**Activity**
The full set of entries has to be output exactly.

============================================================

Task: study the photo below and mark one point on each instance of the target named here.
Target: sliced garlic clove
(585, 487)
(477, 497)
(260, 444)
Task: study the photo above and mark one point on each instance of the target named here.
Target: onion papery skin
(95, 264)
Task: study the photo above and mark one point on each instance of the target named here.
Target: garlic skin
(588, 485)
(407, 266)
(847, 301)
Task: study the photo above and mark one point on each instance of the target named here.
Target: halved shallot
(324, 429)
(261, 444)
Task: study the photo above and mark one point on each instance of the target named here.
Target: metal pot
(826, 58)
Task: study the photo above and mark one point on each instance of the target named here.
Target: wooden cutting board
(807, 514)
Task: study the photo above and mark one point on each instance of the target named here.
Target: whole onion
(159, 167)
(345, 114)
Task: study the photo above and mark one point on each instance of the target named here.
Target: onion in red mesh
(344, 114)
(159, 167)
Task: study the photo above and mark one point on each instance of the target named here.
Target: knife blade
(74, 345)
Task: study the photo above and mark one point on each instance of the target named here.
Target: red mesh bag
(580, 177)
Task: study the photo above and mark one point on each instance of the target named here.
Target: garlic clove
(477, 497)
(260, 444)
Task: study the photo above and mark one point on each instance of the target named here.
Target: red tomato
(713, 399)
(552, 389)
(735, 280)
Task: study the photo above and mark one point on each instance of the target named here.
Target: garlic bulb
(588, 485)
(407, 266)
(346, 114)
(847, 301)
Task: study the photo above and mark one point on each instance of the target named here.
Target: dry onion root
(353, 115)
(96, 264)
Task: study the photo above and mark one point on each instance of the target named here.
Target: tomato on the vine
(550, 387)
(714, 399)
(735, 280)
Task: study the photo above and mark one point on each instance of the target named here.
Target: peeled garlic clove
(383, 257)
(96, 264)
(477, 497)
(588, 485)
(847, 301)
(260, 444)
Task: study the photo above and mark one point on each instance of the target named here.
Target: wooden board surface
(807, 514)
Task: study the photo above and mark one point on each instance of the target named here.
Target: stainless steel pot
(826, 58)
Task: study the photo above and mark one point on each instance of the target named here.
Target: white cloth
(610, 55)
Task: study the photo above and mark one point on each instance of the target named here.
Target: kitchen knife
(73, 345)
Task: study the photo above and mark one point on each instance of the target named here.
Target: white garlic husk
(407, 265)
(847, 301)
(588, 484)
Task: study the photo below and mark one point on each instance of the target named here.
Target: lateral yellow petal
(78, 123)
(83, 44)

============================================================

**Output**
Task: study the photo below and mark one point on each instance of the target named here.
Target: sliced garlic clove
(585, 487)
(477, 497)
(260, 444)
Task: study the photo above and mark one point on each instance of the target named here.
Target: onion papery skin
(95, 264)
Task: study the photo above and mark one point on each instance of the target named here.
Target: garlic skin
(588, 485)
(407, 266)
(847, 301)
Task: study the photo above and mark one point on each instance of the target named here.
Target: halved shallot
(324, 429)
(261, 444)
Task: study the photo above and mark one point on each instance of the target named here.
Target: metal pot
(826, 58)
Task: study the photo above and mark one point on each instance of the target named here.
Target: wooden cutting board
(807, 514)
Task: study the photo above and mark one point on each instance of the target named here.
Target: whole onion
(159, 167)
(345, 114)
Task: study the photo above and mark one point on each instance of the target named here.
Target: onion in red mesh
(344, 114)
(159, 167)
Task: study the photo above and mark one point on each instance of the target named here.
Target: knife blade
(74, 345)
Task: study the photo above and mark one point on each instance of the target named here.
Target: red mesh bag
(580, 177)
Task: study the photo above and mark one point on each instance of the target named here.
Target: garlic clove
(477, 497)
(260, 444)
Task: study the photo above and mark one point on each instance of the target named here.
Target: red tomato
(713, 399)
(552, 389)
(735, 280)
Task: study the photo above and mark one point on each instance of the target named here.
Target: garlic bulb
(588, 485)
(407, 266)
(346, 114)
(847, 301)
Task: study the photo above and mark one point on each instance of the target named here.
Target: dry onion root
(353, 115)
(96, 264)
Task: study the photo above and mark one point on each instance of the target named here.
Target: tomato on the vine
(550, 387)
(714, 399)
(735, 280)
Task: study the photo above and mark one point on each instance of the target named here.
Target: peeled garlic clove
(383, 257)
(96, 264)
(477, 497)
(588, 485)
(847, 301)
(260, 444)
Task: study the photo above and mark one point on each instance of the target named here.
Target: wooden board surface
(807, 514)
Task: study the photo above and mark one point on each instance of the target named here.
Target: stainless steel pot
(826, 58)
Task: study the photo above and mark one point on each instance of the target named here.
Target: white cloth
(610, 55)
Task: study the photo above and mark one point on each instance of the target named here.
Target: kitchen knife
(73, 345)
Task: study the photo above and mark one point on each instance of the target named here.
Target: white garlic husk
(407, 265)
(847, 301)
(588, 484)
Task: study the photo below and mark one point on each instance of the target named here.
Target: lateral yellow petal
(78, 123)
(83, 44)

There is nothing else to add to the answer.